[Entries shown Boundary: Start]

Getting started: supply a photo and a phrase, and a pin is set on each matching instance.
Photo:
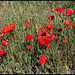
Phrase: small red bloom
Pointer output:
(1, 36)
(48, 36)
(11, 29)
(45, 17)
(5, 27)
(64, 41)
(66, 14)
(51, 17)
(2, 52)
(28, 47)
(27, 23)
(66, 22)
(29, 37)
(44, 42)
(50, 26)
(62, 51)
(70, 11)
(13, 25)
(40, 27)
(46, 30)
(58, 9)
(39, 37)
(5, 30)
(42, 59)
(74, 25)
(59, 30)
(11, 37)
(33, 51)
(57, 37)
(51, 36)
(4, 43)
(59, 57)
(42, 33)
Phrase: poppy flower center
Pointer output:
(41, 58)
(28, 37)
(51, 17)
(44, 43)
(67, 23)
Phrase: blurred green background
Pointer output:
(25, 61)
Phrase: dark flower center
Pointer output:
(28, 37)
(44, 43)
(41, 58)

[Entries shown Boundary: End]

### Brief
For this task, copy every line of the material in which "flower" appears.

### Answer to the problem
Phrase: poppy flower center
Phrase: dark flower center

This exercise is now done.